Перепишите записи от строки с "Check that one keypoint sits on every instance of the livestyle" до самого конца вместе с запросами, сдвинув каждое число координат в ответах на −45.

(Записи с разметкой точек)
╭──
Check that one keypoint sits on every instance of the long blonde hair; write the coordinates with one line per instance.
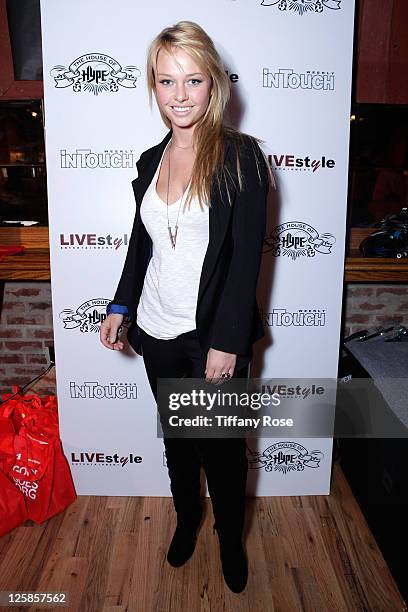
(210, 131)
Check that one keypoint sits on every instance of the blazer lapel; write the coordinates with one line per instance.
(147, 167)
(219, 218)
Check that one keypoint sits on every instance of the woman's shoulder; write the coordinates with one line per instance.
(244, 145)
(151, 151)
(245, 150)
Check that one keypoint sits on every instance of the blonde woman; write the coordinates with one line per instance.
(189, 279)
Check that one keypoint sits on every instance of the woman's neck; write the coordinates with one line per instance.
(182, 138)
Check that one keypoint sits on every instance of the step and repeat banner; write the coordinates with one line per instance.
(289, 63)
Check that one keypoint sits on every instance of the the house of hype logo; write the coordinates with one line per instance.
(87, 159)
(287, 78)
(297, 239)
(292, 163)
(284, 457)
(301, 7)
(97, 390)
(87, 317)
(77, 241)
(95, 73)
(304, 317)
(92, 458)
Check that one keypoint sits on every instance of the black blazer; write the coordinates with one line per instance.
(227, 315)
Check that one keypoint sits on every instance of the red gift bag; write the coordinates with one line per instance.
(20, 406)
(7, 434)
(40, 469)
(13, 511)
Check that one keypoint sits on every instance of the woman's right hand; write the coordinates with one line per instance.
(109, 332)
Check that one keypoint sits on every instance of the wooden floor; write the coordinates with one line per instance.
(312, 553)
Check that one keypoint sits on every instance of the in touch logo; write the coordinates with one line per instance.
(96, 390)
(92, 241)
(102, 459)
(301, 7)
(300, 164)
(287, 78)
(284, 457)
(297, 239)
(95, 73)
(304, 317)
(88, 159)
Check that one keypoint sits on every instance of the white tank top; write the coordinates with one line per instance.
(168, 302)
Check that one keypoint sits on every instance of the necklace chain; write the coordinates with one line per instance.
(173, 237)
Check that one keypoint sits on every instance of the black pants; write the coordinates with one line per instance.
(223, 459)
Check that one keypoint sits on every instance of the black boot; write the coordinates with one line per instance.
(183, 543)
(234, 562)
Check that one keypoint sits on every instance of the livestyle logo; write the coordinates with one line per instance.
(88, 159)
(300, 164)
(301, 7)
(95, 73)
(304, 317)
(87, 317)
(101, 459)
(287, 78)
(297, 239)
(284, 457)
(97, 390)
(294, 392)
(92, 241)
╰──
■ Ответ ■
Check that one keypoint sits on every instance of the livestyle logo; write the coordinates with one line per instance.
(43, 114)
(255, 119)
(256, -38)
(50, 28)
(259, 272)
(42, 272)
(56, 414)
(242, 33)
(252, 194)
(239, 412)
(52, 345)
(249, 347)
(47, 196)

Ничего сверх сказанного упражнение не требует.